The problem:
Return every line of the records that contains the word "water", treating uppercase and lowercase letters as different.

+++++

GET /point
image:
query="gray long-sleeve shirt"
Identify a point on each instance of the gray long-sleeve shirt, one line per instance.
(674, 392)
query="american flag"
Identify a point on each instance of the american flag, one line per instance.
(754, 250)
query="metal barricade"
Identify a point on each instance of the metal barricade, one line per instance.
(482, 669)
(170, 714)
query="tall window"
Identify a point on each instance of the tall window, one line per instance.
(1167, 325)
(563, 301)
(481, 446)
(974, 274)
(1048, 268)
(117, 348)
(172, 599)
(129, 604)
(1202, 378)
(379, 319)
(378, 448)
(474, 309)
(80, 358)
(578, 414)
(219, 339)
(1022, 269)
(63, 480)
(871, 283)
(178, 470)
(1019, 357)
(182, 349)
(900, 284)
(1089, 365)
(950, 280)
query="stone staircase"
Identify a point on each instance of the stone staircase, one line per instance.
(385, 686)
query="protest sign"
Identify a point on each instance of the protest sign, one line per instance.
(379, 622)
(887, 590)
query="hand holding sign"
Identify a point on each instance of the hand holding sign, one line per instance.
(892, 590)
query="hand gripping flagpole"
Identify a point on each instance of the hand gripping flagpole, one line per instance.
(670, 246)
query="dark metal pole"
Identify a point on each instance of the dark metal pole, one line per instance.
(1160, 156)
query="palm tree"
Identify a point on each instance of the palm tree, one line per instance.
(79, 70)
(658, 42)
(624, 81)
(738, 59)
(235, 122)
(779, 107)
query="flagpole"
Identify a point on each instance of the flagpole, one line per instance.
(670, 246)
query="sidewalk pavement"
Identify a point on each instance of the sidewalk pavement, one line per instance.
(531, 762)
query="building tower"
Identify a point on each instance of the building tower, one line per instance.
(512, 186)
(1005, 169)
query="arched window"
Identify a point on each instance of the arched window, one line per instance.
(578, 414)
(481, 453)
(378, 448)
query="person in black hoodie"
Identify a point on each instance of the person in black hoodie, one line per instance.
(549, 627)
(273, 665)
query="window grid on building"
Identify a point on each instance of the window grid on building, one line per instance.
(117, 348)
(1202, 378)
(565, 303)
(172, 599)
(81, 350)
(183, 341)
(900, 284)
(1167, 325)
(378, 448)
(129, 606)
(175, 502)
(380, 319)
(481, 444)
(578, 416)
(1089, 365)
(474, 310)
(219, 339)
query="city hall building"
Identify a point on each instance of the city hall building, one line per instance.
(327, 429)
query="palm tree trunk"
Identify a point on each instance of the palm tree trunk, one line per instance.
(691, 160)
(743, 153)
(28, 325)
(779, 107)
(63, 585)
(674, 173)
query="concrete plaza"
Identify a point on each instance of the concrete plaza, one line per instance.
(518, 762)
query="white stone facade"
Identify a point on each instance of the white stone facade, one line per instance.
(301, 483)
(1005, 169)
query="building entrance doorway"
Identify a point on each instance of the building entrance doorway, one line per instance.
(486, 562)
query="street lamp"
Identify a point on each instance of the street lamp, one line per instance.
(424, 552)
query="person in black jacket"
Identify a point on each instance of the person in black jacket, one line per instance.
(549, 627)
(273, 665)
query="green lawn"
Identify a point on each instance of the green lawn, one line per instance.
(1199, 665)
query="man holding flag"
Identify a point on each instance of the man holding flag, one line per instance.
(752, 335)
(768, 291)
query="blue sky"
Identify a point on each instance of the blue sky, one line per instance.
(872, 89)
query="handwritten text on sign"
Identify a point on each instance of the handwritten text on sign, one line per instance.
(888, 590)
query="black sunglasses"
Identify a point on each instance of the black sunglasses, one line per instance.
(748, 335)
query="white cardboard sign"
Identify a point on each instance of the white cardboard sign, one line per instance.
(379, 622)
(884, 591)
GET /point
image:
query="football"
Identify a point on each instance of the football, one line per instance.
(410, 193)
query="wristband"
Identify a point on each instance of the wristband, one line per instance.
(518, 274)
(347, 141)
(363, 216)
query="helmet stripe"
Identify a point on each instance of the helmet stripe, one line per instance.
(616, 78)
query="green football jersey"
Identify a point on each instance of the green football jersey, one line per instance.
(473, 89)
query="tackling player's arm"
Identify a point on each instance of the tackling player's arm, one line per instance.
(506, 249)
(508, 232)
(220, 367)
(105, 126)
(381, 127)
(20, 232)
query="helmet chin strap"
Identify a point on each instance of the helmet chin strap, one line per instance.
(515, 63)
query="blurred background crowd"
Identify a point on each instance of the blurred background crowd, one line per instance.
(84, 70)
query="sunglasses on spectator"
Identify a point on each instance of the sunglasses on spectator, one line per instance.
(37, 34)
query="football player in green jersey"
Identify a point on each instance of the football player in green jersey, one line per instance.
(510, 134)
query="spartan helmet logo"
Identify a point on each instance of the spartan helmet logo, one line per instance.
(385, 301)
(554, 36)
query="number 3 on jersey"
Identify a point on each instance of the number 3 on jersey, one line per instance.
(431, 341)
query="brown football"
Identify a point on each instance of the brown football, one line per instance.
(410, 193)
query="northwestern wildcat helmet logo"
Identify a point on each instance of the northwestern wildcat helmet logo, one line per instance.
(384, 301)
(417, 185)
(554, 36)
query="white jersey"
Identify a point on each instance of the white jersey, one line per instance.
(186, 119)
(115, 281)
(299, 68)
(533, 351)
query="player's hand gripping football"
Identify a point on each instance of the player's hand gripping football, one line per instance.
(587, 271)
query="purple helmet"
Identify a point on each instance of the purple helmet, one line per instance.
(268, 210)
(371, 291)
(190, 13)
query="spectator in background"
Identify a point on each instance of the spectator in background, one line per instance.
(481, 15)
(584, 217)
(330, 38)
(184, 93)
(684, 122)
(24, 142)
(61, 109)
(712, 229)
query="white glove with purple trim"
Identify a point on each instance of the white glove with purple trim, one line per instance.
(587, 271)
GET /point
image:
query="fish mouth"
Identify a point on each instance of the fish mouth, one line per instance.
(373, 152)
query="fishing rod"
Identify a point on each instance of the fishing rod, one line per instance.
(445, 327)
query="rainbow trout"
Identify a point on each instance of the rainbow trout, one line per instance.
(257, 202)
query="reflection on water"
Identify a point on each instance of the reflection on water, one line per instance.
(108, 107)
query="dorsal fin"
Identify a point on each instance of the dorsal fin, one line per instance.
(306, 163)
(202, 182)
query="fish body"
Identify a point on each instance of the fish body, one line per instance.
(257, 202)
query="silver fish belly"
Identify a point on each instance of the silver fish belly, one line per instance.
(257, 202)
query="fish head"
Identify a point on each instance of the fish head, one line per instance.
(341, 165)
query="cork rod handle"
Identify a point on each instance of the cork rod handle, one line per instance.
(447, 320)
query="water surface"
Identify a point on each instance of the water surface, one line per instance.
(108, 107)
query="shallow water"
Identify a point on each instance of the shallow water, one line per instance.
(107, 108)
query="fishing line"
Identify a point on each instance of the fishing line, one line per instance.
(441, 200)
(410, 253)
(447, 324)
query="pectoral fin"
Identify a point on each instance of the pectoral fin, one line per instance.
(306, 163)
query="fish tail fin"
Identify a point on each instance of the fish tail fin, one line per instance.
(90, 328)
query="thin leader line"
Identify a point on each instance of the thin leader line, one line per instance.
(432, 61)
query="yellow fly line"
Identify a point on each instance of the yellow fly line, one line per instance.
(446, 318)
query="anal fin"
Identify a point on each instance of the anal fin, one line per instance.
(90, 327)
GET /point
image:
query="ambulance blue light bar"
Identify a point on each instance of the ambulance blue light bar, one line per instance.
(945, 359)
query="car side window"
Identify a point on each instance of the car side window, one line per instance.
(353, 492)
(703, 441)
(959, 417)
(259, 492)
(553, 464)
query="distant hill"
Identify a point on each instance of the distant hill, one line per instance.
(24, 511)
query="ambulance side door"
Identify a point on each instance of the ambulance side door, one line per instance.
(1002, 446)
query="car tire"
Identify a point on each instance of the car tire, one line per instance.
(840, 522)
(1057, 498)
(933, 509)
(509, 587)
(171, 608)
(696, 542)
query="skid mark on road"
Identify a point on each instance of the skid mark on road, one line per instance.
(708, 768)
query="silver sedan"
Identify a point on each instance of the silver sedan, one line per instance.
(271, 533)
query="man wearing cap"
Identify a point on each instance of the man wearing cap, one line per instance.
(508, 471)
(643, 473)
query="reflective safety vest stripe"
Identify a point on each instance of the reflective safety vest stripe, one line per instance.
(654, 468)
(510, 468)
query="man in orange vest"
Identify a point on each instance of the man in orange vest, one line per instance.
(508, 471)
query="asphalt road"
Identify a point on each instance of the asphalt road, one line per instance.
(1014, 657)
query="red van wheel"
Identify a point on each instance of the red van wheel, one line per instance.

+++++

Solution to this exercise:
query="reflection on water"
Identify a point on each instance of the reflection on water, one line per instance.
query="water surface"
Identify a point on each instance of the water surface, one line per instance.
query="shallow water"
Identify a point on each instance of the shallow water, one line per instance.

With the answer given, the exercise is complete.